** The data follows **
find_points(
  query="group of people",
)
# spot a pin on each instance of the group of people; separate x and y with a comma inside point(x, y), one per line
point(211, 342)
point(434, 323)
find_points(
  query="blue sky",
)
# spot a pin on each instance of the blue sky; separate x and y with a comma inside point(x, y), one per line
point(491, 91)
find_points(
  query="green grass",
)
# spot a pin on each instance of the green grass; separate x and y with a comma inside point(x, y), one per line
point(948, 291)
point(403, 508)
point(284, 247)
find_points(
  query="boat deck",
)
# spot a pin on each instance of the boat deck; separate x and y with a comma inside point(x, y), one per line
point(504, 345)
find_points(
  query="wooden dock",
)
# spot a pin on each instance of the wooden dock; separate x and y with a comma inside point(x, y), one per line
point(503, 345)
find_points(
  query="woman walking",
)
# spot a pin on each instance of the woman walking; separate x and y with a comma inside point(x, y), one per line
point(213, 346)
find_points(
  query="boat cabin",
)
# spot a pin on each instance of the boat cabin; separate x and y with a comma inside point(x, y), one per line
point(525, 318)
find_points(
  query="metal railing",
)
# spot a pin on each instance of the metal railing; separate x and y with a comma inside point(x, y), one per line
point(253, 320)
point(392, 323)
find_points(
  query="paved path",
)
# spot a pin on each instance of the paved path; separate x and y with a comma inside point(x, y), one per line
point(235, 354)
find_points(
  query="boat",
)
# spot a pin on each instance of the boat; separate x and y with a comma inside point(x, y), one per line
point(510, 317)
** End of The data **
* Required action
Your job is to retype all of the material exactly.

* Written answer
find_points(
  query="group of people",
)
# spot a pin on each instance of the group of people; separate x and y with a comma inside point(x, y), one per line
point(211, 342)
point(434, 323)
find_points(
  query="blue sky",
)
# spot a pin on each instance of the blue sky; separate x and y with a comma inside point(x, y), one per line
point(491, 91)
find_points(
  query="green grass",
)
# spot a pin on each instance of the green grass; separate x and y with a comma inside point(x, y), one per line
point(948, 291)
point(403, 508)
point(284, 247)
find_points(
  query="boat deck",
)
# spot a pin on each instance of the boat deck; separate x and y with a comma inside point(x, y), one per line
point(504, 345)
find_points(
  query="wooden dock",
)
# spot a pin on each instance of the wooden dock; separate x and y with a comma inside point(x, y), one per line
point(503, 345)
find_points(
  query="woman walking",
)
# spot a pin on each instance of the woman walking; separate x and y with a comma inside point(x, y), one per line
point(213, 346)
find_points(
  query="boat cabin",
)
# spot a pin on each instance of the boat cabin; separate x and y with a comma inside point(x, y), one per line
point(525, 318)
find_points(
  query="metal railing",
)
# spot a pin on each instance of the metal railing; separate x and y with a comma inside point(x, y), one per line
point(253, 320)
point(392, 323)
find_points(
  query="paved path",
)
# spot a pin on each instance of the paved path; separate x and y with a comma inside point(x, y), one per line
point(235, 354)
find_points(
  query="boat",
)
# spot a pin on each instance of the boat; separate x and y with a comma inside point(x, y), one per line
point(510, 317)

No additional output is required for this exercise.